Given request: Omit all images, then return the remaining material exactly as it stands.

Record extracts:
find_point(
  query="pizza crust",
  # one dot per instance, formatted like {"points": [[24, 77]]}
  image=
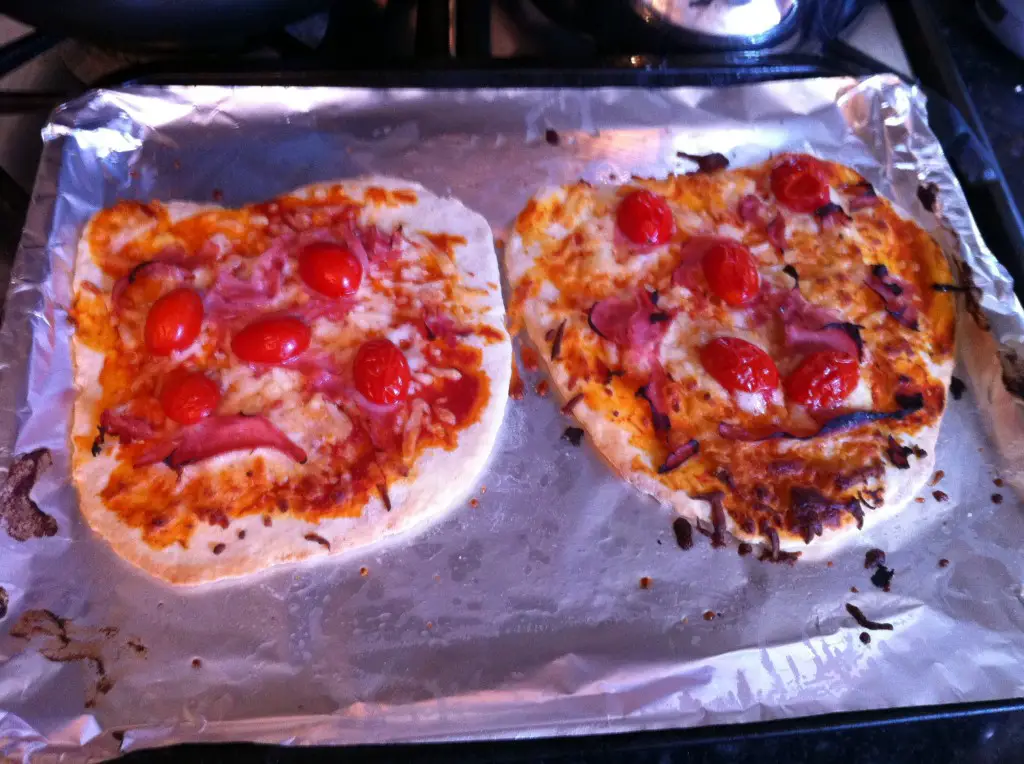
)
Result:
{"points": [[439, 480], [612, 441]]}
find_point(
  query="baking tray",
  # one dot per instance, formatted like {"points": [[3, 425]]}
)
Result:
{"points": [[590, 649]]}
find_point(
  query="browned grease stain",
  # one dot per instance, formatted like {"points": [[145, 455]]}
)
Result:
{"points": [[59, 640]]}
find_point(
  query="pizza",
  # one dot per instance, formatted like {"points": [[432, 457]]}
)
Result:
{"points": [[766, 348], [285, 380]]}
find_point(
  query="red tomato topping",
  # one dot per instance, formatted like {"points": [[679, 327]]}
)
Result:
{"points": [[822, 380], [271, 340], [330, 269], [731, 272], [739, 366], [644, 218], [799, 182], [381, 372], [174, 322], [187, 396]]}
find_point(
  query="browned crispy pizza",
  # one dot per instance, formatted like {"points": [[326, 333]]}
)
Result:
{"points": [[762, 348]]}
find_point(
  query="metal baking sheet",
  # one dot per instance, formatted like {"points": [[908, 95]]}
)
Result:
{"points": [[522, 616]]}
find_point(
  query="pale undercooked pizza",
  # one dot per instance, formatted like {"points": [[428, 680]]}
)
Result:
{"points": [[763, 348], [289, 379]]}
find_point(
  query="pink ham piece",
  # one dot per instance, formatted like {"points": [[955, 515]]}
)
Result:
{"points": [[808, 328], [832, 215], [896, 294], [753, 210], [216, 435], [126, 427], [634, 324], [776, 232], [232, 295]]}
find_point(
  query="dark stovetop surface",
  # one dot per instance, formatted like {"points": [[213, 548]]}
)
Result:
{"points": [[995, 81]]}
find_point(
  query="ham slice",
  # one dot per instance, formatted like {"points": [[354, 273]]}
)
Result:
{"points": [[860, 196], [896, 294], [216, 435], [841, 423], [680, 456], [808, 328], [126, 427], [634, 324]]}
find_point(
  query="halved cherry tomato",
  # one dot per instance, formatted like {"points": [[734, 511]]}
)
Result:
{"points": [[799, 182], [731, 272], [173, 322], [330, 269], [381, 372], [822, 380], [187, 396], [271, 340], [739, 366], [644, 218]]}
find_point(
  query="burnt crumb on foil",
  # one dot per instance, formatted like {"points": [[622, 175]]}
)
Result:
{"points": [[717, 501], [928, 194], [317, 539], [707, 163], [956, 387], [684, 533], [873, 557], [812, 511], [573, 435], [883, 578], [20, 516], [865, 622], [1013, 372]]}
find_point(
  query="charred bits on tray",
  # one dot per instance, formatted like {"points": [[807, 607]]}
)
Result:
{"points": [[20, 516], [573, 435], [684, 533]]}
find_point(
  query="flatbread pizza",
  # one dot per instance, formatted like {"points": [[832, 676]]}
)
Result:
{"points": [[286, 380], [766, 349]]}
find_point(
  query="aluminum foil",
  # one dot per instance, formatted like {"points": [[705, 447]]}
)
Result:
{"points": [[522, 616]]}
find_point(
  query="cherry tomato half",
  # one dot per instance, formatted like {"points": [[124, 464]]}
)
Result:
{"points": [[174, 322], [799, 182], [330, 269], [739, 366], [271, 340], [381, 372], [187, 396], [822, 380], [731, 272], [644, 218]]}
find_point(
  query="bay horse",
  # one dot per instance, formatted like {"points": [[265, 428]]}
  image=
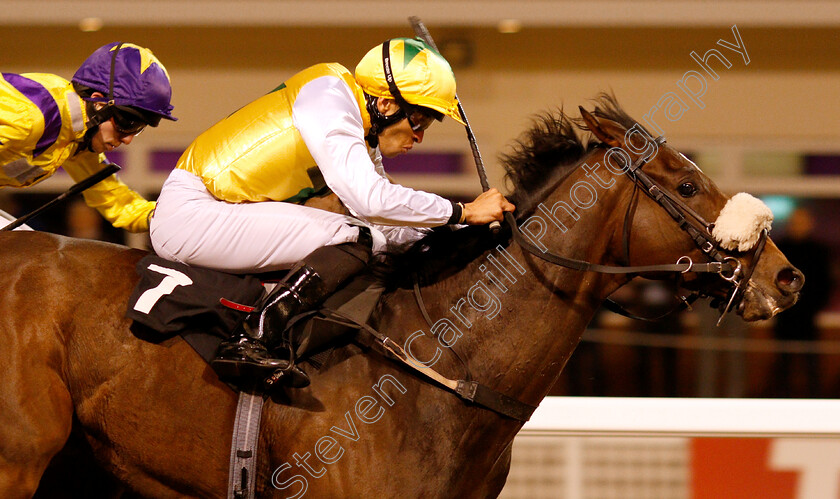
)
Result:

Solution to the exercise:
find_point(
  query="pizza crust",
  # one dot per instance, formatted like {"points": [[24, 77]]}
  image=
)
Result:
{"points": [[439, 480], [612, 441]]}
find_point(
  query="baking tray",
  # one dot per instance, formatted like {"points": [[3, 425]]}
)
Result:
{"points": [[590, 649]]}
find_point(
  query="browned grease stain",
  # one dot per instance, formatted like {"points": [[145, 455]]}
)
Result:
{"points": [[59, 640]]}
find_point(
  query="pizza",
  # one dot per instance, formatted like {"points": [[432, 457]]}
)
Result:
{"points": [[766, 348], [285, 380]]}
find_point(
  query="red tomato topping",
  # one dot per instance, formatted like {"points": [[679, 327]]}
)
Result:
{"points": [[822, 380], [271, 340], [330, 269], [731, 272], [739, 366], [644, 218], [799, 182], [381, 372], [174, 322], [187, 396]]}
find_point(
  query="browned crispy pizza",
  # one dot per instance, formatted like {"points": [[326, 333]]}
)
Result:
{"points": [[762, 348]]}
find_point(
  query="metal baking sheet",
  # one dot per instance, formatted like {"points": [[908, 95]]}
)
Result:
{"points": [[522, 616]]}
find_point(
  query="pale undercooked pizza",
  # one dot per instance, formatted like {"points": [[428, 680]]}
)
Result:
{"points": [[763, 348], [289, 379]]}
find_point(
  query="pink ham piece",
  # one dot per instance, formatted like {"points": [[955, 515]]}
)
Result:
{"points": [[808, 328], [832, 215], [896, 294], [753, 210], [216, 435], [126, 427], [634, 324], [776, 232], [232, 295]]}
find_point(
  query="dark stovetop surface",
  # one dot per instance, formatted like {"points": [[213, 548]]}
)
Result:
{"points": [[995, 81]]}
find_point(
  query="ham slice",
  # one dot per instance, formatted like {"points": [[354, 273]]}
)
Result:
{"points": [[860, 196], [896, 294], [216, 435], [841, 423], [680, 456], [808, 328], [126, 427], [634, 324]]}
find_point(
  query="halved cherry tomato",
  # one dot per instance, formatted like {"points": [[734, 511]]}
)
Result:
{"points": [[799, 182], [731, 272], [173, 322], [330, 269], [381, 372], [822, 380], [187, 396], [271, 340], [739, 366], [644, 218]]}
find_point(
  query="burnt crumb on foil",
  # one dot per instance, formatted like {"points": [[622, 175]]}
)
Result:
{"points": [[717, 501], [928, 194], [317, 539], [707, 163], [956, 387], [684, 533], [873, 557], [812, 511], [573, 435], [883, 578], [20, 516], [865, 622], [1013, 372]]}
find_point(
  query="charred bits on tray",
  # one dot per instance, formatted like {"points": [[807, 607]]}
)
Result:
{"points": [[20, 516], [573, 435], [684, 533]]}
find_point(
  query="flatbread pizza",
  # one dot per instance, formatted like {"points": [[832, 676]]}
)
Result:
{"points": [[286, 380], [766, 349]]}
find_point(
  query="aluminum foil",
  # one dot per instance, formatted like {"points": [[705, 447]]}
)
Result:
{"points": [[522, 616]]}
find_point(
  query="cherry tomato half",
  # one dot per instance, formatted like {"points": [[124, 464]]}
)
Result:
{"points": [[174, 322], [799, 182], [330, 269], [739, 366], [271, 340], [381, 372], [187, 396], [822, 380], [731, 272], [644, 218]]}
find_point(
  query="bay horse",
  # one dot per instance, formatted like {"points": [[265, 428]]}
  image=
)
Result:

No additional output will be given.